▶ _Source excerpt_
··········

Opinion
No. 44252-0-I.
Filed: July 16, 2001. DO NOT CITE. SEE RAP 10.4(h). UNPUBLISHED OPINION.
Appeal from Superior Court of King County, Docket No: 98-1-05310-7, Judgment or order under review, Date filed: 01/29/1999.
Counsel for Appellant(s), Nielsen Broman Associates Pllc, 810 Third Avenue, 320 Central Building, Seattle, WA 98104.
Christopher Gibson, Nielsen Broman Assoc. Pllc, 810 3rd Ave Ste 320, Seattle, WA 98104.
Counsel for Respondent(s), Prosecuting Atty King County, King County Prosecutor/Appellate Unit, 1850 Key Tower, 700 Fifth Avenue, Seattle, WA 98104.
Endel R. Kolde, Criminal Div. Rm W554, 516 3rd Ave, Seattle, WA 98104-2312.
Andrea Altheimer found her former boyfriend and another woman together in a car. She assaulted them and forced the woman to drive off with her. She appeals the resulting convictions, arguing that evidence was improperly admitted, the assault and unlawful imprisonment constituted same criminal conduct, and that in determining her sentence, the sentencing court erred by failing to engage in same criminal conduct analysis of 1995 offenses sentenced concurrently. The latter point is conceded, and we remand for the required determination. We otherwise affirm.

··········

▶ _Given information_
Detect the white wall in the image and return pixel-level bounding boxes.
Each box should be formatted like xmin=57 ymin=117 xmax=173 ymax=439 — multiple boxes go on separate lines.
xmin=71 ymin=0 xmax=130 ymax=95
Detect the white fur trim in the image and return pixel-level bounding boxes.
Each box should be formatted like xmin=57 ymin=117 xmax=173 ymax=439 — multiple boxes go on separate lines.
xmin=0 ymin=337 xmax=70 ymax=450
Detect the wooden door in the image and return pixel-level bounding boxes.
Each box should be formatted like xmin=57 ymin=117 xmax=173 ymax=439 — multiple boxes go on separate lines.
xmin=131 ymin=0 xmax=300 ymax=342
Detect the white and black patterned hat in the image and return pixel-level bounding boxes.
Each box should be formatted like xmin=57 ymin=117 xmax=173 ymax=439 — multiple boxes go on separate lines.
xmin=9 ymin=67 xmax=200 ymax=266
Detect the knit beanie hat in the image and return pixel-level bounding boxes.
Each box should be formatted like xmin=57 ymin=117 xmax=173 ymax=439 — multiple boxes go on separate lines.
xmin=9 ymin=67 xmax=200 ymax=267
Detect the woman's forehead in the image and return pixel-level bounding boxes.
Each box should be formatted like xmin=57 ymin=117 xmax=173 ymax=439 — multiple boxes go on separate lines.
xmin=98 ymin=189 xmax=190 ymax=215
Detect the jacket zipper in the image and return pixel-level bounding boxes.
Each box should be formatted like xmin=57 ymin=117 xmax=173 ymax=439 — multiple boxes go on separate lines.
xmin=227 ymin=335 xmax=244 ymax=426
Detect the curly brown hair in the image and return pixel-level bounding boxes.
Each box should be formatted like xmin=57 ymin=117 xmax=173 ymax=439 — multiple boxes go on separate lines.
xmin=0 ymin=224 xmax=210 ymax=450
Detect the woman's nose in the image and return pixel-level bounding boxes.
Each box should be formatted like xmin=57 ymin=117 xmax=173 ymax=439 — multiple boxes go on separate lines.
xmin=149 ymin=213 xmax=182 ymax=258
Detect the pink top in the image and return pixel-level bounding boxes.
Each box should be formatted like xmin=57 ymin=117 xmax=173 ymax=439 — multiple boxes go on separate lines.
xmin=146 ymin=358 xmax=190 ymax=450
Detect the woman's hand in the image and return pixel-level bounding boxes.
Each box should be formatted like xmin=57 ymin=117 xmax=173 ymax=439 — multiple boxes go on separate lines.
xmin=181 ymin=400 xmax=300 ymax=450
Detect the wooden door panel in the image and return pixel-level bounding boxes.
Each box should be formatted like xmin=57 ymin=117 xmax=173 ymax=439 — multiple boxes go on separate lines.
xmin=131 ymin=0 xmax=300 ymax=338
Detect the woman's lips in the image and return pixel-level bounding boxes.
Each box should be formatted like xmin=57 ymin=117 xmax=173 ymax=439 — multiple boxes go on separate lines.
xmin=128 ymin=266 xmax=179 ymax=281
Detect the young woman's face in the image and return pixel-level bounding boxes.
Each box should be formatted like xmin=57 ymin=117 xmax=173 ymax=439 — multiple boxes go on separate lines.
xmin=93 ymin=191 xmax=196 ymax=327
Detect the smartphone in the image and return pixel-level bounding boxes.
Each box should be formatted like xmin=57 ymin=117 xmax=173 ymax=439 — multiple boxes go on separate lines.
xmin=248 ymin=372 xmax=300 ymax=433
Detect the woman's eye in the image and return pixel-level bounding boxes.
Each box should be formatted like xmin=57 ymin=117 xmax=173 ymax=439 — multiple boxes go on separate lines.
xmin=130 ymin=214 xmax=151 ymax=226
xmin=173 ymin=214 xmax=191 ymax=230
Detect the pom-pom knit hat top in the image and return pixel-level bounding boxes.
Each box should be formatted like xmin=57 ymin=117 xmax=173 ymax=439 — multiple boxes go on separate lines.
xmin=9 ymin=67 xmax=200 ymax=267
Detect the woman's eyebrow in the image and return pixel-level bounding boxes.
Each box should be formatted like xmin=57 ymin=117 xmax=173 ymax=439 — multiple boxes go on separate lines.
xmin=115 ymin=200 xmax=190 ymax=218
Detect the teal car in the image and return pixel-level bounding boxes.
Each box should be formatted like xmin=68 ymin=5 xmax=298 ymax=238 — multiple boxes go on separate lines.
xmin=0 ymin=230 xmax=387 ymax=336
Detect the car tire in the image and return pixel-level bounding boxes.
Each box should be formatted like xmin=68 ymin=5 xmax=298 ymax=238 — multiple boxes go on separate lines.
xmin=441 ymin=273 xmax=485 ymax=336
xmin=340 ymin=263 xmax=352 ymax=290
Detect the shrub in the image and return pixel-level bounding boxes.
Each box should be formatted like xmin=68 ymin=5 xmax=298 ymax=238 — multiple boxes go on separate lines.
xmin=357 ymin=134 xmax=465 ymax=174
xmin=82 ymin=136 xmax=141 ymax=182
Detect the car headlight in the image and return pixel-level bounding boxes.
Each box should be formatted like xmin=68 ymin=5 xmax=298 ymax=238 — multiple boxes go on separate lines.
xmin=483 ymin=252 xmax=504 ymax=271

··········

▶ _Request 1_
From the court opinion, quote the stretch from "Appeal from Superior" through "Seattle, WA 98104-2312.".
▶ _Request 2_
In the court opinion, on what date was the opinion filed?
▶ _Request 3_
Continue the court opinion on Andrea Altheimer's appeal from the point where it stops.

▶ _Task answer 1_
Appeal from Superior Court of King County, Docket No: 98-1-05310-7, Judgment or order under review, Date filed: 01/29/1999.
Counsel for Appellant(s), Nielsen Broman Associates Pllc, 810 Third Avenue, 320 Central Building, Seattle, WA 98104.
Christopher Gibson, Nielsen Broman Assoc. Pllc, 810 3rd Ave Ste 320, Seattle, WA 98104.
Counsel for Respondent(s), Prosecuting Atty King County, King County Prosecutor/Appellate Unit, 1850 Key Tower, 700 Fifth Avenue, Seattle, WA 98104.
Endel R. Kolde, Criminal Div. Rm W554, 516 3rd Ave, Seattle, WA 98104-2312.

▶ _Task answer 2_
July 16, 2001.

▶ _Task answer 3_
FACTS
Andrea Altheimer and David LaMothe lived together until June 13, 1998, when he left. He spent the weekend with Altheimer's friend, Antoinette Eaton. On Monday morning, June 15, Eaton drove LaMothe to work. Andrea Altheimer was in the parking lot, hoping to talk to him. Enraged, Altheimer approached Eaton's car and said, 'What the F is going on?' Report of Proceedings (RP) (Dec. 1, 1998) at 133. She then returned to her own car, retrieved a gun from under the seat, and came back toward Eaton and LaMothe with the gun cocked and pointed at them. She fired twice, striking LaMothe in the neck at point-blank range. LaMothe told Eaton to run, which she did. He moved into the driver's seat and drove Eaton's car to a nearby convenience store, where he received emergency care. He survived. Eaton fell in the parking lot, and Altheimer approached her as she lay on the ground, holding the gun within inches of Eaton's head. Eaton pleaded for her life. Altheimer lowered the gun and told Eaton she was not going to shoot her. She ordered Eaton into her own car, and drove to her brother's house, refusing Eaton's request to let her out of the car. Altheimer then drove them both to Harborview to see LaMothe, and officers arrested her.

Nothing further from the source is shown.